Coordinate annotation records

□ □ □ □ □ □ □

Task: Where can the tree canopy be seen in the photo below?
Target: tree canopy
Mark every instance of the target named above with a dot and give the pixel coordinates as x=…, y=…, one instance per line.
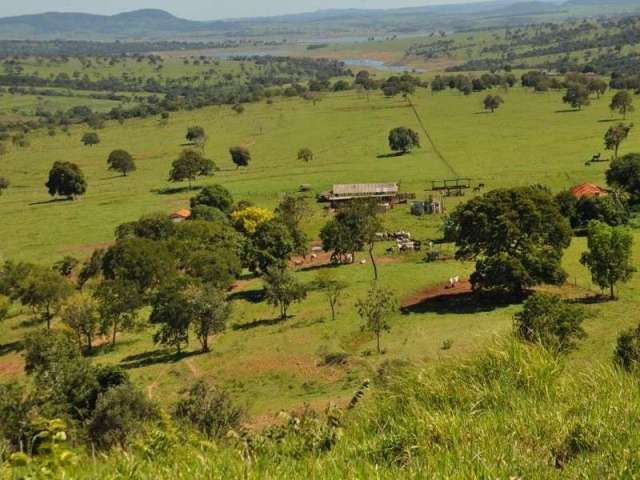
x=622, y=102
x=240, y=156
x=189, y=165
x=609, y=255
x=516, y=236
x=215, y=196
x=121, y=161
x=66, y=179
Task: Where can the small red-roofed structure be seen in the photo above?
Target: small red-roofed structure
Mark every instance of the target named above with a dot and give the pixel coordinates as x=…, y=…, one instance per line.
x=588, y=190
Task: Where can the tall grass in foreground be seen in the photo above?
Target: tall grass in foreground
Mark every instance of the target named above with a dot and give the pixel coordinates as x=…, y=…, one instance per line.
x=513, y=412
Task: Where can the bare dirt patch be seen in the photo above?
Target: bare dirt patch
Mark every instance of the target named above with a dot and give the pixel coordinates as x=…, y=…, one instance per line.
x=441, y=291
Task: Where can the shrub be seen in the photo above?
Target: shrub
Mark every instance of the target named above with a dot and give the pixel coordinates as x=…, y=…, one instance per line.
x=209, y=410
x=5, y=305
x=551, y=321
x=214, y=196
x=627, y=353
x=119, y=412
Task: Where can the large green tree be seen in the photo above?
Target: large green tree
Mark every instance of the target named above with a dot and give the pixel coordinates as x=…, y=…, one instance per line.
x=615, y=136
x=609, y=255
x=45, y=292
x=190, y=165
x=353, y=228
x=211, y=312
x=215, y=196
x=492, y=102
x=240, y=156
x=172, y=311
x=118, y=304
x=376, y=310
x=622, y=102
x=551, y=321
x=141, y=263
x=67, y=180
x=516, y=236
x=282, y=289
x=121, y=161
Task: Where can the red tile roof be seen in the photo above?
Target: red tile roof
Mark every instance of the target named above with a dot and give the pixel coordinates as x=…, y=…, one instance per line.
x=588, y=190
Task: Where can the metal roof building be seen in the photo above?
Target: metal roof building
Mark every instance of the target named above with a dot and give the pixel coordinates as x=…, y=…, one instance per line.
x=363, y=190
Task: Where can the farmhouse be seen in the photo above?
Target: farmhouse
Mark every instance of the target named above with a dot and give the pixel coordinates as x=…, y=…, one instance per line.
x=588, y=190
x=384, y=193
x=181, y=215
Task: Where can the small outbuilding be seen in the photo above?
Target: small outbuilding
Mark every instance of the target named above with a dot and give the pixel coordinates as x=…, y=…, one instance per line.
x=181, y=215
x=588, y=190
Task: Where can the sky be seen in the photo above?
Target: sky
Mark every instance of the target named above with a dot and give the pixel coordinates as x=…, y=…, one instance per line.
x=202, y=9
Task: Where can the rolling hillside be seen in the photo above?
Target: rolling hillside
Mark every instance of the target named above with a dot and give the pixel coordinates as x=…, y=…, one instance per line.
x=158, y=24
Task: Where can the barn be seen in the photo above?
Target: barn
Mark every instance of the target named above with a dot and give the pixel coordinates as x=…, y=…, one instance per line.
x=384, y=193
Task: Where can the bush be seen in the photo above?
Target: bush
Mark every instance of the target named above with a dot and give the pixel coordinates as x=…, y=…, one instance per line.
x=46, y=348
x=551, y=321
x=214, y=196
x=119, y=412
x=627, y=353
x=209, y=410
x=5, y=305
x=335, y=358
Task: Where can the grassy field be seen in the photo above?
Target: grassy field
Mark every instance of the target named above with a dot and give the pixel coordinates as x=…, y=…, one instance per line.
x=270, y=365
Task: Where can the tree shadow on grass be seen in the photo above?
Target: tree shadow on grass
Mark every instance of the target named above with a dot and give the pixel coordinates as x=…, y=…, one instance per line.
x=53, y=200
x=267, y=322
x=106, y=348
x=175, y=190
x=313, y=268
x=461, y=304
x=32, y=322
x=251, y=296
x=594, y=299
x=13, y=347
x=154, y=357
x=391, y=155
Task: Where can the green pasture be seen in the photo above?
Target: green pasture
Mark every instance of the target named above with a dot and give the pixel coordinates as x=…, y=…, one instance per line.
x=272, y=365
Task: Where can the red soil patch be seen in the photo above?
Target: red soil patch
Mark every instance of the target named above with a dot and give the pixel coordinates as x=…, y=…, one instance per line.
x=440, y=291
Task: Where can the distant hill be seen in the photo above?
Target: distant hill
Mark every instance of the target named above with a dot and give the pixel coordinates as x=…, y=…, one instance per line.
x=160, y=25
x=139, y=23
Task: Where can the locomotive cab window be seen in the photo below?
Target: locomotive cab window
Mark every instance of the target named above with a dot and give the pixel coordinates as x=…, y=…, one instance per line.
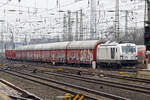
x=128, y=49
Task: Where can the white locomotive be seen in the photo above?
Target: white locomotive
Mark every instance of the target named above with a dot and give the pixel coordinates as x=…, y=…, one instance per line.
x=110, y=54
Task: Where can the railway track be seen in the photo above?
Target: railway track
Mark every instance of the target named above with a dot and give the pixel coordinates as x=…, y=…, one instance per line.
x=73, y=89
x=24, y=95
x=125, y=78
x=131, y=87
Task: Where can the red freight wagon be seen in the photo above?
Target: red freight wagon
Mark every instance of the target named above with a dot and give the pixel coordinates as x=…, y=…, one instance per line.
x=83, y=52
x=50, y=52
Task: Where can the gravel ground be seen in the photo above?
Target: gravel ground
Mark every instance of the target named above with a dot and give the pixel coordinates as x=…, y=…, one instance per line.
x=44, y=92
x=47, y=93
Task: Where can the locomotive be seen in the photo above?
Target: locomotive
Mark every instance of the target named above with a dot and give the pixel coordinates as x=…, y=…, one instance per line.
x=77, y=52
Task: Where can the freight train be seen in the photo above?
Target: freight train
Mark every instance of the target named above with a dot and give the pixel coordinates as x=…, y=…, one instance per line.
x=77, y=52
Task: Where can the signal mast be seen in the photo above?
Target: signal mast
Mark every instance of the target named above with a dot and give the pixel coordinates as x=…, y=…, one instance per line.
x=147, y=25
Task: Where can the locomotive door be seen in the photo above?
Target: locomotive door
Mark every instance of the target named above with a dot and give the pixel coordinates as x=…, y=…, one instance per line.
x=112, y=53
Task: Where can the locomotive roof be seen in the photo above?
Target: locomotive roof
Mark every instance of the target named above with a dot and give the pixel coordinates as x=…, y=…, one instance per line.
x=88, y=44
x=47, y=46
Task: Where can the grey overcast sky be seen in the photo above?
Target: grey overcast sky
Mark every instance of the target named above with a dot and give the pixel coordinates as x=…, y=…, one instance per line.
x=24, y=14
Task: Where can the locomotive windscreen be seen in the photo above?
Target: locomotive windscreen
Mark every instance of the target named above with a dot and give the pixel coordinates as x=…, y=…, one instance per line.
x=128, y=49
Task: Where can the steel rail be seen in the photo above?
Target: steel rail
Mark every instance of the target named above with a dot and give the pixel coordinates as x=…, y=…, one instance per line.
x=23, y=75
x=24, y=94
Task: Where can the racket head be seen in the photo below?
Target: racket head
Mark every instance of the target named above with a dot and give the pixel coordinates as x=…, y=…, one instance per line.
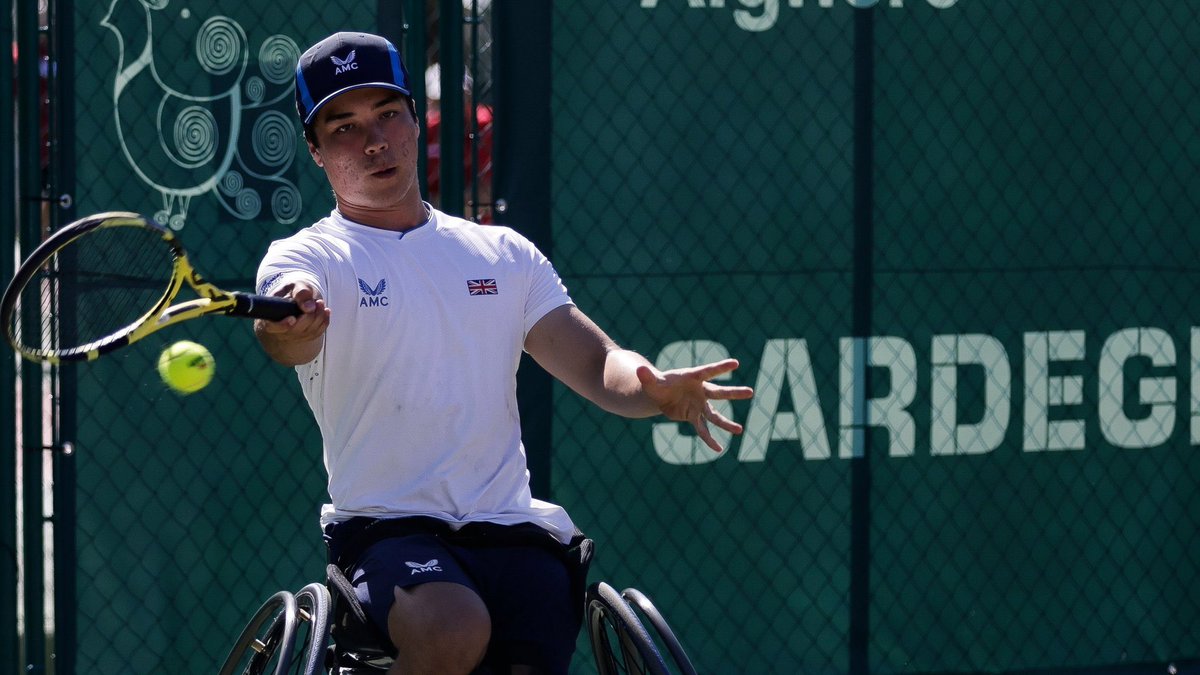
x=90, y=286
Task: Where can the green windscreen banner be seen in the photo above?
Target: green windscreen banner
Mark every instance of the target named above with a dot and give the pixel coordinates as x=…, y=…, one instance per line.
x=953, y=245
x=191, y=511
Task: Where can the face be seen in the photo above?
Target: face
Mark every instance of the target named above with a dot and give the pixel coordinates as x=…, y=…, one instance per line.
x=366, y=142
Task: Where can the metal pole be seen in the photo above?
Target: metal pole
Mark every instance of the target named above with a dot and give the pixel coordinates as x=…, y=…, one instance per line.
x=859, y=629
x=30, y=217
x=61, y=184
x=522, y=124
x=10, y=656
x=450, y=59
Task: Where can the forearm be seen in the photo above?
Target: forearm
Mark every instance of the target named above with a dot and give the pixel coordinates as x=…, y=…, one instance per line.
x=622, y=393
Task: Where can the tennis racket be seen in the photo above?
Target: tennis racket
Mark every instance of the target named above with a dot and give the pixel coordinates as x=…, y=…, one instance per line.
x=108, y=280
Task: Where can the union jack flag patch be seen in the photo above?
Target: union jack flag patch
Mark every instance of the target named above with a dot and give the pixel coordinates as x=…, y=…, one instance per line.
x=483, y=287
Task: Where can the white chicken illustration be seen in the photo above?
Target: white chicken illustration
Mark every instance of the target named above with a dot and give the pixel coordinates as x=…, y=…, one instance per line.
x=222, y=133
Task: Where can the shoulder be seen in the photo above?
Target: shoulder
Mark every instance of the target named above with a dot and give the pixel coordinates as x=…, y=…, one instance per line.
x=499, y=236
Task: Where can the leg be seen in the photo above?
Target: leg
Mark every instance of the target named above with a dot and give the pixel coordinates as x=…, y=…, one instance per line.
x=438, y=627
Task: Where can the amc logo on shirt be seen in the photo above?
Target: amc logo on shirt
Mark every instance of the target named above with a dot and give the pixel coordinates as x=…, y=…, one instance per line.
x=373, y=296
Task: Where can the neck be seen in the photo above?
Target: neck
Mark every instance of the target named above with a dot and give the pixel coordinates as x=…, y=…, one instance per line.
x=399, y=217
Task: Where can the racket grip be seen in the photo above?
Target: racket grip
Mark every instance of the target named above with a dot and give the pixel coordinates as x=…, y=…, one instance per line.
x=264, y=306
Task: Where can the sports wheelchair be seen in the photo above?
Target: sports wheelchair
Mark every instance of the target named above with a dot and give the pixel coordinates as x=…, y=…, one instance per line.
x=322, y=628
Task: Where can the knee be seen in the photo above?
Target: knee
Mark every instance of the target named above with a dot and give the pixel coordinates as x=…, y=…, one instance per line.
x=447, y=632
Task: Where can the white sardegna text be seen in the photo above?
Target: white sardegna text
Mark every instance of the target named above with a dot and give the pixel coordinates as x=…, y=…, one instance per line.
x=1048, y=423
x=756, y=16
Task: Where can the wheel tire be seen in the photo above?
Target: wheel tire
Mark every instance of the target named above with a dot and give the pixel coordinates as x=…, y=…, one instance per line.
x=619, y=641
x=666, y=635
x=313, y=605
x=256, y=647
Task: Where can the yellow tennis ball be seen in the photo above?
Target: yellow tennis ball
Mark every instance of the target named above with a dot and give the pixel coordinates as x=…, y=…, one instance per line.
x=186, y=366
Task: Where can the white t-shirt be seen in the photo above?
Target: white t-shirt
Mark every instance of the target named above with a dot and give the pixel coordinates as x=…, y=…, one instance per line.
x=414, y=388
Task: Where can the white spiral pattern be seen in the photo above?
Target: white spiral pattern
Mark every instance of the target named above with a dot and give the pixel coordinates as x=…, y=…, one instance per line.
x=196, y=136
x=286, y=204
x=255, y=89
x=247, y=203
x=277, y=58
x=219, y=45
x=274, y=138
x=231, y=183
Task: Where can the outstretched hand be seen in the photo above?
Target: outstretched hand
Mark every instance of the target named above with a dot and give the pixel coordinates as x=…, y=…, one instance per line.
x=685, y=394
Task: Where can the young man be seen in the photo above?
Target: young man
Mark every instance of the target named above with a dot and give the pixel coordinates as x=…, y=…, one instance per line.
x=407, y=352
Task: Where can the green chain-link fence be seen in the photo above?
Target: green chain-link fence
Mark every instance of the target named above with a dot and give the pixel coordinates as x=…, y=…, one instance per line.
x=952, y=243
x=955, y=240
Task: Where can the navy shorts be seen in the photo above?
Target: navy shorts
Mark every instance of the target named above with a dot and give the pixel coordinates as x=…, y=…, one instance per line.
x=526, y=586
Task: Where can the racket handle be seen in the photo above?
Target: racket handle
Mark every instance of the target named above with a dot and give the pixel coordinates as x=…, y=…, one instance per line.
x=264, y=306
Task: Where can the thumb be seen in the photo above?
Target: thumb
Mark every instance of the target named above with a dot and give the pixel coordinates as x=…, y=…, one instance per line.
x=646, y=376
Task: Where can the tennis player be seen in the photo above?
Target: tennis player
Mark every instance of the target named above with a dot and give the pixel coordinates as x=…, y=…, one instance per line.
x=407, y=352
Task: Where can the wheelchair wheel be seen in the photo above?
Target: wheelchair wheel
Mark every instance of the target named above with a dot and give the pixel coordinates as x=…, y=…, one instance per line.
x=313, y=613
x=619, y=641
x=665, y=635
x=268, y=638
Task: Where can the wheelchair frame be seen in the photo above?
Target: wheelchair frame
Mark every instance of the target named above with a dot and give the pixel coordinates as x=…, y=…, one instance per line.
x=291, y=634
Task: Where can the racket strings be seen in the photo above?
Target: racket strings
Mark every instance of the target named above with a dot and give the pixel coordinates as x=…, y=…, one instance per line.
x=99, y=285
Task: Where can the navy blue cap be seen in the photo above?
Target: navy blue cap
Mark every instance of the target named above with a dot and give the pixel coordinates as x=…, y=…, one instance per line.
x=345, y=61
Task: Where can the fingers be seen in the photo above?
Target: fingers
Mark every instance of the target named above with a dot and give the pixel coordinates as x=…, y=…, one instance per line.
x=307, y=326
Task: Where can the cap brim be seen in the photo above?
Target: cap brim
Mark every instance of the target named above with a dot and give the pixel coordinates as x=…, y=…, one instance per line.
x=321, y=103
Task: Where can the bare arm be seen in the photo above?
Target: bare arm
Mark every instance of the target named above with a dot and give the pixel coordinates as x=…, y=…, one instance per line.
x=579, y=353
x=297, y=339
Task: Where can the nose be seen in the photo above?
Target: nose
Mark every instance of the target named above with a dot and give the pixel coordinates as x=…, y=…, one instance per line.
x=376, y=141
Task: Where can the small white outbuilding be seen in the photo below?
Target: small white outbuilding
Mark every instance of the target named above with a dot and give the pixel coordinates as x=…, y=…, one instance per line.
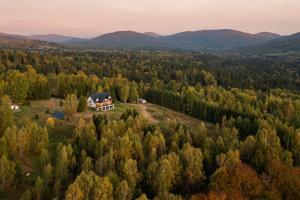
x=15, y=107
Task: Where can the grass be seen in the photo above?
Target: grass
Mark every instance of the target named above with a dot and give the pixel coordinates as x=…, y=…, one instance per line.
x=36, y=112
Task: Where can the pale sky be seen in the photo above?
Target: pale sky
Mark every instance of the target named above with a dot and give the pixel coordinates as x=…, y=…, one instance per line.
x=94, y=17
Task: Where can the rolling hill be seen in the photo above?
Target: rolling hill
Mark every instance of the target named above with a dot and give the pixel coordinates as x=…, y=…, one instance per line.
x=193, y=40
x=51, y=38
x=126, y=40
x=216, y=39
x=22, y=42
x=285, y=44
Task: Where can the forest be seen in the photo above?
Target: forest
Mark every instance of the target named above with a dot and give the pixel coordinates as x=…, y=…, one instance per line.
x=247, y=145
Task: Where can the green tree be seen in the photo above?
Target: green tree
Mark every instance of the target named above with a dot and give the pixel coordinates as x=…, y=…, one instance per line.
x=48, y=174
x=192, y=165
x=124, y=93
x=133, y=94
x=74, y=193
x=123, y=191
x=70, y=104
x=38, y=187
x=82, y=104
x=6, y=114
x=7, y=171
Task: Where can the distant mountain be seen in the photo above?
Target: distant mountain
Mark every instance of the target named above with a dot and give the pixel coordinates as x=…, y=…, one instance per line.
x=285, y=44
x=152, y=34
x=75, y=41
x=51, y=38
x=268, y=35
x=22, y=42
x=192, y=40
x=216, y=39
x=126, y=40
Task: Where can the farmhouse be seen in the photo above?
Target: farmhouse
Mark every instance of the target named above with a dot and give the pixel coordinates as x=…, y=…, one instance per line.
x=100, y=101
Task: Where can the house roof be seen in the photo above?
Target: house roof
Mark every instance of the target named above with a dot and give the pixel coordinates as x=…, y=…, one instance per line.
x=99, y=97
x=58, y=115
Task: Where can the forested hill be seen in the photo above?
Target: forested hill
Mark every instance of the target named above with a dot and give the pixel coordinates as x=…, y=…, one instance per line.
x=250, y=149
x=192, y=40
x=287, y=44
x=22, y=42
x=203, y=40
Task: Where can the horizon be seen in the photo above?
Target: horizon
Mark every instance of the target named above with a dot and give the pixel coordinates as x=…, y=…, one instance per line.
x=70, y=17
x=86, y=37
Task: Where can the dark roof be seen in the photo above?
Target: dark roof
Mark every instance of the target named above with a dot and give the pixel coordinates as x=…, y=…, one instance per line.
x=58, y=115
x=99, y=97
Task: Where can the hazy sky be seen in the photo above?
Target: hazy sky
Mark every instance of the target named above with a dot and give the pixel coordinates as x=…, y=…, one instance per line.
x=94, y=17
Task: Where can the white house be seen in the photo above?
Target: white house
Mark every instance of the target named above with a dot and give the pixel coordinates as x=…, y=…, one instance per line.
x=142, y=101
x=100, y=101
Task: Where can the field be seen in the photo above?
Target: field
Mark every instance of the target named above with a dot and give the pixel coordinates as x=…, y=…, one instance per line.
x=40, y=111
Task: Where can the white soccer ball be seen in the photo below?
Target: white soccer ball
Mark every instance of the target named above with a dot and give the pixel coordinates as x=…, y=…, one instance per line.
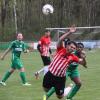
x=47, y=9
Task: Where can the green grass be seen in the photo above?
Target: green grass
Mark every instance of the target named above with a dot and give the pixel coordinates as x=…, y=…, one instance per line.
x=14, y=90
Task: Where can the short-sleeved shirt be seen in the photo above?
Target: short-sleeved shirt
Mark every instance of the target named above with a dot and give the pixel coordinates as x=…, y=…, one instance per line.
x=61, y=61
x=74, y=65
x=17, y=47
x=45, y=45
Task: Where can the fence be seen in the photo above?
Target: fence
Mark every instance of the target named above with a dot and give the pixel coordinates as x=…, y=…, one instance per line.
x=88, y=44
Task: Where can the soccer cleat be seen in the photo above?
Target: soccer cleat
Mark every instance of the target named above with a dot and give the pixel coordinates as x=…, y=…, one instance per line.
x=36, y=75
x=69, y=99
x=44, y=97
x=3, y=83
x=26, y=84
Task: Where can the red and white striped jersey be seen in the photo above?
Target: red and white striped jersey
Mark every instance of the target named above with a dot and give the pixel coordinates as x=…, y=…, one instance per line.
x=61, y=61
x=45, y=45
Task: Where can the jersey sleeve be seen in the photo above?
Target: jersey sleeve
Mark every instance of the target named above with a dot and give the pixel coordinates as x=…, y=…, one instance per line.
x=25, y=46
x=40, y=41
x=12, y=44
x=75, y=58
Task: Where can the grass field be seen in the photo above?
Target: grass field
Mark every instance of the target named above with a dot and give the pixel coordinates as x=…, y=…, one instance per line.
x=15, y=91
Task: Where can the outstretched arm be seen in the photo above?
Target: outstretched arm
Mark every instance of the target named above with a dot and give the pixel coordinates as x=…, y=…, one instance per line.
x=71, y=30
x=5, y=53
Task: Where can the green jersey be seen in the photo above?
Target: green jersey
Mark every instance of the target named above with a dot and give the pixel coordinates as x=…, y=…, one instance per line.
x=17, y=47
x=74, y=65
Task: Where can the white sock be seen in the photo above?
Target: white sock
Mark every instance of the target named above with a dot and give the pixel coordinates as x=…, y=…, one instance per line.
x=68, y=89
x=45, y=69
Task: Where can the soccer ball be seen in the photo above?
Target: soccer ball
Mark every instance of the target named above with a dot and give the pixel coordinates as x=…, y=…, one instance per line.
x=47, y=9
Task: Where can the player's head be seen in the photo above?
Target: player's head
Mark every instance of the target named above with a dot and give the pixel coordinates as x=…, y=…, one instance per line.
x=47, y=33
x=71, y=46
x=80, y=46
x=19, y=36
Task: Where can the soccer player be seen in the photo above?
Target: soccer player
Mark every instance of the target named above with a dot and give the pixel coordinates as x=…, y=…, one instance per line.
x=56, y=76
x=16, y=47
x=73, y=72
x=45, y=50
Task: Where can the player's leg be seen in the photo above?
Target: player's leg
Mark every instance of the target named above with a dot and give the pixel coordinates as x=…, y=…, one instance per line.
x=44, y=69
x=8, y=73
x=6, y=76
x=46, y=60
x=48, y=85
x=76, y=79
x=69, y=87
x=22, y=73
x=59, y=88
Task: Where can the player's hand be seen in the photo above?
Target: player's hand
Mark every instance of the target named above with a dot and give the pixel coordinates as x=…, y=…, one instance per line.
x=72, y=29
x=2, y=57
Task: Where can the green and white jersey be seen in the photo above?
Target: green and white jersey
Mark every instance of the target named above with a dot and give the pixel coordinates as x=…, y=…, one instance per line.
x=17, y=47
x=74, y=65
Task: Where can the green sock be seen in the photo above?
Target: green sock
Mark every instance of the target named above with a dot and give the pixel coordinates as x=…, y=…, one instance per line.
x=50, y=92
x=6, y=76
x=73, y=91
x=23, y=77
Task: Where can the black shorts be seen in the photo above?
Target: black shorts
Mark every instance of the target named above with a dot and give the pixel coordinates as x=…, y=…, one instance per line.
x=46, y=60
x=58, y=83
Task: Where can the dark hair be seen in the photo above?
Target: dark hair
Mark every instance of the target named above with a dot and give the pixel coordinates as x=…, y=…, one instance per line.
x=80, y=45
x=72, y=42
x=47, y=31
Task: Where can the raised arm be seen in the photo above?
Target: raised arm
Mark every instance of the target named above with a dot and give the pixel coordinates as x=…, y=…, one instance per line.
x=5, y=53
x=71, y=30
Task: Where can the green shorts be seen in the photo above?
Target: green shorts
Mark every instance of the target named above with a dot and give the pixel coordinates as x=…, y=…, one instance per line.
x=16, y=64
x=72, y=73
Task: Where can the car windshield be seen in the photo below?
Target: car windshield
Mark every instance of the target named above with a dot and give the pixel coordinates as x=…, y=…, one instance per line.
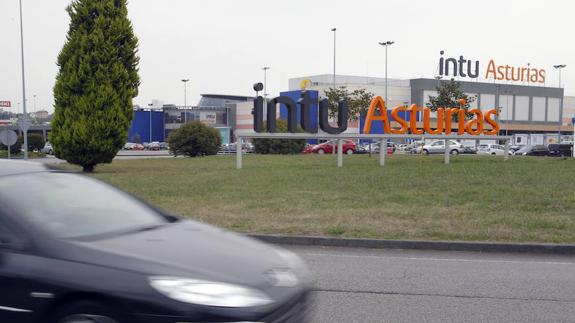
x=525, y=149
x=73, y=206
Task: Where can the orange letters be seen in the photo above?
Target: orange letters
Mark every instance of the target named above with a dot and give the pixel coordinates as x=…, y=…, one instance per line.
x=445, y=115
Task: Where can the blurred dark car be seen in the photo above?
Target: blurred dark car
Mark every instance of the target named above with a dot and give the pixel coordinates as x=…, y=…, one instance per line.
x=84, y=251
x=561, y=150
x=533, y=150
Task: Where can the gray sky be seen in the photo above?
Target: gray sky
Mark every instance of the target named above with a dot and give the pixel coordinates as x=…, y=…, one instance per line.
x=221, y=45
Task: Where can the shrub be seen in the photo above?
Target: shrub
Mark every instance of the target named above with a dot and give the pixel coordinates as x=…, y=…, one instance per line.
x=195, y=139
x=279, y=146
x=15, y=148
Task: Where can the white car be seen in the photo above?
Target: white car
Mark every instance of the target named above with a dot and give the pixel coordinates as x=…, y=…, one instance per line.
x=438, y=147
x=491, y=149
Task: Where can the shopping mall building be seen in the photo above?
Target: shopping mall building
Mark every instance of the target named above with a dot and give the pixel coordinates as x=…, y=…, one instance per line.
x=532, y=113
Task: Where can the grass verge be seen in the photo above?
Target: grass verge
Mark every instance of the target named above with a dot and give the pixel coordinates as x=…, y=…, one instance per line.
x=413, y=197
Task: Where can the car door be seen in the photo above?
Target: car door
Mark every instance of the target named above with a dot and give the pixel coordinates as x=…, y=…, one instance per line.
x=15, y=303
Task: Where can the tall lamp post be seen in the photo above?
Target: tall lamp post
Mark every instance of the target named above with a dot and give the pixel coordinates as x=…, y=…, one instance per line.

□ □ □ □ □ □ □

* INSTRUCTIONS TO FOLLOW: Repeat the lines of the records above word for word, starting at the line that contains "Task: Where can the fingers" and ending at the line that contains "x=297, y=339", with both of those lines included.

* ANSWER TO THIS TASK:
Task: Where can the fingers be seen in the photo above?
Target: fingers
Mark every instance of the target named above with a dot and give the pixel coordinates as x=…, y=…, one instance per line.
x=307, y=326
Task: Where can the cap brim be seen in the photo above?
Target: cap brim
Mark every instance of the target named above with a dot and give the pixel coordinates as x=…, y=…, one instance per line.
x=321, y=103
Task: Where can the bare arm be seen in the photo above?
Target: bare arm
Mark every instance of the target named above with a dot and give the pixel coordinates as x=…, y=…, one instance per line.
x=579, y=353
x=297, y=339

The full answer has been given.